§ Assignment
The answer is a stretch of the material below, returned exactly: the line containing "Target: window", the line containing "[locate] ceiling light fixture", and all lines between.

··· Materials provided ···

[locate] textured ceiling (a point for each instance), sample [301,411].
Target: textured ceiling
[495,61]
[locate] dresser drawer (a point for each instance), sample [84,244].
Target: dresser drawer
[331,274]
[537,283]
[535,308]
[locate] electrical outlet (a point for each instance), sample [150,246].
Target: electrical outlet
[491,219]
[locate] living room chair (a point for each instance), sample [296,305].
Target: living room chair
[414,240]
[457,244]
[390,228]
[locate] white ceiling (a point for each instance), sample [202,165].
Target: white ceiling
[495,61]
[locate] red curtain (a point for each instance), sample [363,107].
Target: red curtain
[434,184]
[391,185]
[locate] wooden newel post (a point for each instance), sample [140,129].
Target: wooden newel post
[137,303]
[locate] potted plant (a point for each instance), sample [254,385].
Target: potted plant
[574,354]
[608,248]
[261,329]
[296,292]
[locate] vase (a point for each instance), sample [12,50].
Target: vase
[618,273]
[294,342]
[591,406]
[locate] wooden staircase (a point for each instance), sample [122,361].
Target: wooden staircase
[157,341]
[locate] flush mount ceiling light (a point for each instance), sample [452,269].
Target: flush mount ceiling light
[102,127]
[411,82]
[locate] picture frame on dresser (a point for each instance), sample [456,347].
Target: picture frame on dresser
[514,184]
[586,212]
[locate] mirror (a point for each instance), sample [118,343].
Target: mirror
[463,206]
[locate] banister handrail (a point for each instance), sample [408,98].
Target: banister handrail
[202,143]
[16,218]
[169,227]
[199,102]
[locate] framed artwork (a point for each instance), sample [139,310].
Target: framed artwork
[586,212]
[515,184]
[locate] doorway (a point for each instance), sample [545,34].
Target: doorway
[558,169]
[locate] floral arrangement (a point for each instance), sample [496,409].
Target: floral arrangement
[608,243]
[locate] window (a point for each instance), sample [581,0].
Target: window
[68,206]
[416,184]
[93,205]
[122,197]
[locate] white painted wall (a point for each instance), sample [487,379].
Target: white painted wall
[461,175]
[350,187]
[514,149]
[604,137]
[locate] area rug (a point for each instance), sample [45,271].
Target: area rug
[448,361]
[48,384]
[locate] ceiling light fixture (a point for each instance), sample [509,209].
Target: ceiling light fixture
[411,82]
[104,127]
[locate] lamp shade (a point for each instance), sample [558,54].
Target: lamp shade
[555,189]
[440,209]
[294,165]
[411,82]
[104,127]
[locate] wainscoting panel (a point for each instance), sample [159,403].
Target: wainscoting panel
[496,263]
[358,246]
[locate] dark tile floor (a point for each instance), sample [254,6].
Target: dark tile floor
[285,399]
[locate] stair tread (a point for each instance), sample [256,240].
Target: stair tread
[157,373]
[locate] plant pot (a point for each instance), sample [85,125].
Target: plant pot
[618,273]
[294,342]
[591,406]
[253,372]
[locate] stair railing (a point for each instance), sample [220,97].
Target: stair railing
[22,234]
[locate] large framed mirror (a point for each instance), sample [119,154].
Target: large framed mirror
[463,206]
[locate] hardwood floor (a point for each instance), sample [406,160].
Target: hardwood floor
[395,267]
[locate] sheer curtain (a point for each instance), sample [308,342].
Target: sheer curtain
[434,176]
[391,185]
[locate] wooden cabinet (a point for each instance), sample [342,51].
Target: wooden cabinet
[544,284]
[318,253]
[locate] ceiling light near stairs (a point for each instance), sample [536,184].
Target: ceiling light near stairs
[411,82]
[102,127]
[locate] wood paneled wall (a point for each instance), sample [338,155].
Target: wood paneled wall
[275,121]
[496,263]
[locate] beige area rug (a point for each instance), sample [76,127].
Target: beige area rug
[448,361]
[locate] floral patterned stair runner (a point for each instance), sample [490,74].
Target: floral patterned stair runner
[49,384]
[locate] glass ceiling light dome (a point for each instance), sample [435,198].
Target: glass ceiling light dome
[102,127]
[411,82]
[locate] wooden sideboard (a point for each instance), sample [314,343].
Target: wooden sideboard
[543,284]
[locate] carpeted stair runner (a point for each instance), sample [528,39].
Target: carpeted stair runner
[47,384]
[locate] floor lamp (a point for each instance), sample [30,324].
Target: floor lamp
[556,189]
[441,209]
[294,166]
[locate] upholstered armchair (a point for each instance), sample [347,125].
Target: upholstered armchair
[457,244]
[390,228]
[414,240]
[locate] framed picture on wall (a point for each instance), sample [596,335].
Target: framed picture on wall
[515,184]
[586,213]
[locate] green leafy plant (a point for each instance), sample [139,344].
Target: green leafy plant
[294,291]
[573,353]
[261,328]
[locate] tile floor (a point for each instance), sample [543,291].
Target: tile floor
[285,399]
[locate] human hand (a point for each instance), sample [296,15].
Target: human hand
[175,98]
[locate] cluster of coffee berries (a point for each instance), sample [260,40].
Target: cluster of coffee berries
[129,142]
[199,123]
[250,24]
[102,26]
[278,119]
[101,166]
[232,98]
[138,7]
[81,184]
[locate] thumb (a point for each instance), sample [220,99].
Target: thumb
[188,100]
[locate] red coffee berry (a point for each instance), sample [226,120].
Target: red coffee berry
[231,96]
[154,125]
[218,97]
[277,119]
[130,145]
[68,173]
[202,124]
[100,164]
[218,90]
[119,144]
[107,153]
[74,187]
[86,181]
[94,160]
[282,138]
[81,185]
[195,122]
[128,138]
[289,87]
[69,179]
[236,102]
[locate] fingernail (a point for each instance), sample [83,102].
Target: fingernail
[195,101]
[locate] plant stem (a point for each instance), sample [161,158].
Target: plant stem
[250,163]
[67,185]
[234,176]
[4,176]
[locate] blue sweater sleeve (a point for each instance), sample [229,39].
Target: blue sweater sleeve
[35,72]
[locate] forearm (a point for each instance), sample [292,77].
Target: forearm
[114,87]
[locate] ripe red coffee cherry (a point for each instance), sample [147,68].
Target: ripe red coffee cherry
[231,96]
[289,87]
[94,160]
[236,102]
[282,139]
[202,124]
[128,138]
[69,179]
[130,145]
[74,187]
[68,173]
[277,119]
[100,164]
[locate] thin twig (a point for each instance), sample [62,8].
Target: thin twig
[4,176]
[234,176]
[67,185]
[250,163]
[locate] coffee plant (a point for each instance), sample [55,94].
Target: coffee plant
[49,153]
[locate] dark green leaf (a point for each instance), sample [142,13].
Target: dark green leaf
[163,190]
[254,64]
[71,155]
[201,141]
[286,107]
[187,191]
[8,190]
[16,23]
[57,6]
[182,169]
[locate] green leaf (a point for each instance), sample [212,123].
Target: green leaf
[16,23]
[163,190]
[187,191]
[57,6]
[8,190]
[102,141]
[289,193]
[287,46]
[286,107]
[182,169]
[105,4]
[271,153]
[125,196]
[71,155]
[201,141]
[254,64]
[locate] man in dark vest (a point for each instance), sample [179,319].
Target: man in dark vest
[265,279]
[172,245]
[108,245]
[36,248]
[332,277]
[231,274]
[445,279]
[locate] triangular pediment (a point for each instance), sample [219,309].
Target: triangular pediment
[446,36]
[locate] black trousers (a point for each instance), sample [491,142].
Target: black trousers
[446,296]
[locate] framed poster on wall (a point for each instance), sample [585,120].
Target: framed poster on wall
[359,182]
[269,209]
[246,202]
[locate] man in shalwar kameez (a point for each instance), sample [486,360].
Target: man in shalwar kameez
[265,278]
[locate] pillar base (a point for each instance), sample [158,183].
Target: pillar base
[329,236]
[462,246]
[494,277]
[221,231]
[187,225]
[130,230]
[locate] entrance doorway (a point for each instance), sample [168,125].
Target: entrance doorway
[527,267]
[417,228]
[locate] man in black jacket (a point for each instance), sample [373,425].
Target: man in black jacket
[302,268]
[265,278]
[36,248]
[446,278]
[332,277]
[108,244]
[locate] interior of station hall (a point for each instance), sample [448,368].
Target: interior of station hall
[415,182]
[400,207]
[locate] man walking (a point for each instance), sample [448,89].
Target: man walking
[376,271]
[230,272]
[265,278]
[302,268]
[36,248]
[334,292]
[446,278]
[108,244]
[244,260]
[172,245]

···

§ Answer to this task
Target: window
[68,206]
[416,184]
[93,205]
[122,197]
[locate] white painted wall (a point for each instance), sample [487,379].
Target: white painted wall
[461,175]
[350,187]
[514,149]
[604,137]
[locate] area rug (a point for each instance), sample [45,271].
Target: area rug
[448,361]
[48,384]
[locate] ceiling light fixture (a point for each instance), sample [509,209].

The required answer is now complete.